So, white collar offenders carry out their offenses by deception, abuse of trust - concealment and conspiracy. Deception occurs when one person misleads another by making things appear other than as they really are. So there are two conditions to be met. First one person must deliberately mislead another about the nature of reality; second, the other person must misperceive the reality. For example, a businessman who needs a loan may deliberately overstate his financial assets and may understate financial liabilities on the loan application to make the bank loan officer approve it.

Abuse of trust occurs in agent client relationships. Agents provide clients with some sort of specialized service. The main trouble with agency relationship is that they are unbalanced. Agents usually have access to much more information than the client. For example we give our money to stockbrokers to invest in the market for us. Here the relationship solely base on trust. We hope that the broker will take care of our money and invest in wisely. But the fact is that, agents now have control on our money and they can use it to their advantage. They have their own self interest just like we have. They may simply take our money and run off with it.

◆ INFORMATION SUPPLIED

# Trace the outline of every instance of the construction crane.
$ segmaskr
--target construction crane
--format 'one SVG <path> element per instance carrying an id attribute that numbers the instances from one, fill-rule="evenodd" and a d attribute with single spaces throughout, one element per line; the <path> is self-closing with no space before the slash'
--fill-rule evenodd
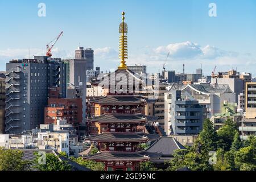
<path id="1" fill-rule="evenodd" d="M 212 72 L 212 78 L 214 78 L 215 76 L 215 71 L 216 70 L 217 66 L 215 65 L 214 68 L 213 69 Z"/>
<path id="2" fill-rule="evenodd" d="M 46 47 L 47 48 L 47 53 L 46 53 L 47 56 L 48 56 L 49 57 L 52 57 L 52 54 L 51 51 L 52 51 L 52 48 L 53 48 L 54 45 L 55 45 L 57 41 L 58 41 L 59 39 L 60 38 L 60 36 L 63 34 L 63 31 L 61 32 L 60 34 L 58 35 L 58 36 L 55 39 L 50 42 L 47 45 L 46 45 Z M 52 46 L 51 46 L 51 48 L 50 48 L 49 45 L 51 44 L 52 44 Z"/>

...

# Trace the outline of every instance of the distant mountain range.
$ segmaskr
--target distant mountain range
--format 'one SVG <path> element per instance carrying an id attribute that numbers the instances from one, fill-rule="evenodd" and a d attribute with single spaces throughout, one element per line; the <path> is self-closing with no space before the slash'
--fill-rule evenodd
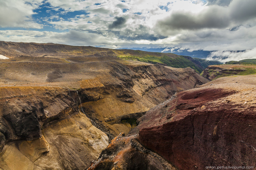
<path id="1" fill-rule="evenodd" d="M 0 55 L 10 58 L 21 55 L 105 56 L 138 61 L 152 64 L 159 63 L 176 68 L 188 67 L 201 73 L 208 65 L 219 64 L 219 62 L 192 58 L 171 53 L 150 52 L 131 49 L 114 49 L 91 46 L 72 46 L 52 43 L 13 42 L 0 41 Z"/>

--

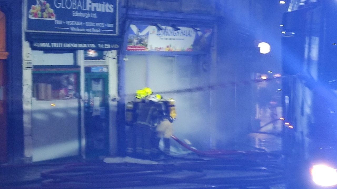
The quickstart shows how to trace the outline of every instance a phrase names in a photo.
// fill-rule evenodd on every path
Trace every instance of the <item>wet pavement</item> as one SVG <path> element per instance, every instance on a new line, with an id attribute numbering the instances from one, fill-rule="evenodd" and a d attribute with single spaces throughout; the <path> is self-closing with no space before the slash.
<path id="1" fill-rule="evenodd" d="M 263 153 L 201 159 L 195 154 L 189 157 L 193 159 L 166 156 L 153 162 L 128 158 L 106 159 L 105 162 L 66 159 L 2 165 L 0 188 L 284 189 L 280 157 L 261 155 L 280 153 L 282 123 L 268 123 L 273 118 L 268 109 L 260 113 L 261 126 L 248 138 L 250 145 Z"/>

◆ TASKS
[a] Answer these questions from the passage on white-collar offenses:
(i) According to the passage, by what four means do white-collar offenders carry out their offenses?
(ii) What two conditions must be met for deception to occur?
(iii) In what kind of relationship does abuse of trust occur?
[b] Pick up the passage on white-collar offenses after its final sentence and continue it.

◆ RESULTS BY TASK
[a]
(i) Deception, abuse of trust, concealment, and conspiracy.
(ii) One person must deliberately mislead another about the nature of reality, and the other person must misperceive the reality.
(iii) Agent-client relationships.

[b]
Concealment and conspiracy are also used by the ordinary street offenders but for a different purpose than white collar offenders. For street crimes, concealment may be used to hide the offenders' identity but in white collar crime, it is used to hide the crime. For example, in the case of robbery, the robbers hide the true nature of their activities (checking out the place, the place of register, the number of people and etc.) until to the time of robbery, but when the robbery gets started; it becomes obvious that a crime is underway. In the case of white collar crimes, the conspiratorial activities are designed to hide the crime itself. They try to benefit from their crime without ever revealing that anything illegal has taken place. Victims usually do not know that they are victimized. So different from the traditional crimes, there is a hidden and diffused victimization here. If we look to the heavy electrical equipment antitrust cases of 1961, we can see that executives from a couple of major companies were getting together, deciding who is going to submit the lowest price for any given project. Rather than competing against one another by submitting their bids in isolation from one another, these executives decided in advance who was going to win each contract. Their conspiratorial activities were designed to hide the crime itself. If they didn't submit the identical bids in sealed envelopes, I mean if they behaved more carefully and cleverly, the price fixing would have gone undetected for longer periods.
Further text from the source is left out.